L'apocalypse nucléaire est à la pensée stratégique ce que la crise sacrificielle, dans la théorie de René Girard, est à la science de l'homme : un centre absent et néanmoins rayonnant, dont tout ce qui est découle ou un trou noir, invisible mais qui s'aperçoit par l'attraction immense qu'il exerce sur tous les objets de son voisinage.

Ben Laden dans son interview de 1997 parle comme un métaphysicien, il annonce ses actions terroristes comme des réponses aux bombes d'Hiroshima et c'est ainsi, pense Dupuy, que beaucoup d'américains l'ont pris. "Les américains ont commencé, nous devons utiliser avec simplicité le principe de réciprocité. Et au Japon aussi, les bombes ne faisaient pas de différence entre les enfants et les adultes." dit Ben Laden en substance.

# # # # # # #

ÉNONCÉ 1
Citez fidèlement le passage du texte fourni qui va de « L'apocalypse nucléaire est » à « de son voisinage. ».
ÉNONCÉ 2
D'après le texte fourni, à quoi Ben Laden présente-t-il ses actions terroristes comme des réponses dans son interview de 1997 ?

DONNÉES FOURNIES

# # # # # # #

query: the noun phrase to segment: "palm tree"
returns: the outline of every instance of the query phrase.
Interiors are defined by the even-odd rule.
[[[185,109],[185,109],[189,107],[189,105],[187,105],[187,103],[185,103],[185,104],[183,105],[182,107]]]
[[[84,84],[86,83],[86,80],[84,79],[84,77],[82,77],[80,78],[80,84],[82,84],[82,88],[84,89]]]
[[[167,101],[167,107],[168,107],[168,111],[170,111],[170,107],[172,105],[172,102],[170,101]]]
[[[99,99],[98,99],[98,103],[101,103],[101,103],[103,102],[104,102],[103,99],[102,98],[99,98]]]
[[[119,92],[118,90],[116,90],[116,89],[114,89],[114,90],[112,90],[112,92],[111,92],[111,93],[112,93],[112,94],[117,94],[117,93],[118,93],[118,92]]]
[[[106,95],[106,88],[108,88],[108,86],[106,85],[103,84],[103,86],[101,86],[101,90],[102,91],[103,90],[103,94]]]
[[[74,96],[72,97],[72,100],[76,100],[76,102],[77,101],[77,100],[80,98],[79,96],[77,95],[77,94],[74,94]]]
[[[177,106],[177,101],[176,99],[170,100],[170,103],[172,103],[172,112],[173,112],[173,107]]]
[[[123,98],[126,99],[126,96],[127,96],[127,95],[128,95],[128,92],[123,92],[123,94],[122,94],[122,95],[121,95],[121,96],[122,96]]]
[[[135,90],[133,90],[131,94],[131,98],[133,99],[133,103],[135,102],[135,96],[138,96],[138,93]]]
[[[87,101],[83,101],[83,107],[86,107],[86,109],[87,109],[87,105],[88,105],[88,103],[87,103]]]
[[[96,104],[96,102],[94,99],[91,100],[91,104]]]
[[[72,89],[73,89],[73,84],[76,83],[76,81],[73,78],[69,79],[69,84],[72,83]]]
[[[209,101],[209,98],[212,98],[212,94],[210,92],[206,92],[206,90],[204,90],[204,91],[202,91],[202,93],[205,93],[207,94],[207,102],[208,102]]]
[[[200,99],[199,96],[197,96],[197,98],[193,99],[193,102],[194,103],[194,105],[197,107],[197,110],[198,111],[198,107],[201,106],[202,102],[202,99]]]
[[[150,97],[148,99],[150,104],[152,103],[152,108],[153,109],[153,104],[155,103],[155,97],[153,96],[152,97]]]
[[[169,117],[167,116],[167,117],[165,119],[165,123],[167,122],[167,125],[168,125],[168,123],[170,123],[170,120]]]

# # # # # # #

RÉPONSE RÉDIGÉE 1
L'apocalypse nucléaire est à la pensée stratégique ce que la crise sacrificielle, dans la théorie de René Girard, est à la science de l'homme : un centre absent et néanmoins rayonnant, dont tout ce qui est découle ou un trou noir, invisible mais qui s'aperçoit par l'attraction immense qu'il exerce sur tous les objets de son voisinage.

RÉPONSE RÉDIGÉE 2
Aux bombes d'Hiroshima.